Passage shown -
-------
And in a forward to the report, Amnesty said, “The detention facility at Guantánamo Bay has become the gulag of our times. ”
That “gulag” remark especially angered Bush, who called the Amnesty report “absurd” and said it was based on claims by “people who hate America:”
Bush, May 31, 2005: I’m aware of the Amnesty International report, and it’s absurd. It’s an absurd allegation. The United States is a country that is — promotes freedom around the world. When there’s accusations made about certain actions by our people, they’re fully investigated in a transparent way. It’s just an absurd allegation.
In terms of the detainees, we’ve had thousands of people detained. We’ve investigated every single complaint against the detainees. It seemed like to me they based some of their decisions on the word of — and the allegations — by people who were held in detention, people who hate America, people that had been trained in some instances to disassemble (sic) — that means not tell the truth. And so it was an absurd report. It just is.
On Nov. 2, 2005, Dana Priest of the Washington Post reported that a secret prison system run by the CIA and spread throughout Eastern Europe, Thailand, Afghanistan and Guantánamo Bay was holding suspected terrorists. The article reported that detainees who had been released from the secret prisons alleged that they were tortured, although whether that was by CIA personnel or others was not clear.
The Post said secret facilities in a total of eight countries had been used to detain more than 100 suspected terrorists. Roughly 30 of those are considered “major terrorism suspects” and more than 70 were described as “less important” with indirect ties to terrorism.
-------
Work to complete -
Answer each item from the passage above on the Amnesty report and the secret prisons:
(a) What word did Bush use to describe the Amnesty International report?
(b) Which reporter revealed the secret CIA prison system, and for which newspaper?
(c) According to the Post, secret facilities in how many countries had been used to detain suspected terrorists?

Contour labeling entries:
-------
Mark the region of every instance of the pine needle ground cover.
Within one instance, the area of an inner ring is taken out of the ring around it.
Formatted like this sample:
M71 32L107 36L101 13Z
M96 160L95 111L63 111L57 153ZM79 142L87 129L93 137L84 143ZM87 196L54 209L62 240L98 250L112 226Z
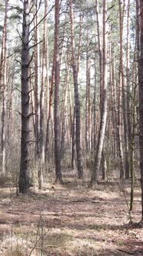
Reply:
M140 190L129 224L129 187L103 182L91 190L72 177L18 197L1 187L0 255L143 255Z

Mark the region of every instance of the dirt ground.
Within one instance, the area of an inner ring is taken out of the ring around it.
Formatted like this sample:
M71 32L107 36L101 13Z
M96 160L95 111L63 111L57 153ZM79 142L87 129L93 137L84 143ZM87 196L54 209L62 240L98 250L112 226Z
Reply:
M69 174L63 185L18 197L0 188L0 255L143 255L139 185L129 224L129 182L101 181L94 190Z

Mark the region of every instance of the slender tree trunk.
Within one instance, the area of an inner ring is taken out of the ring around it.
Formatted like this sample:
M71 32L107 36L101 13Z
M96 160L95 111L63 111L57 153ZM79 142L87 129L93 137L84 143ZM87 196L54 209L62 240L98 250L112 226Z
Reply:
-------
Complete output -
(a) Absurd.
(b) Dana Priest, of the Washington Post.
(c) Eight.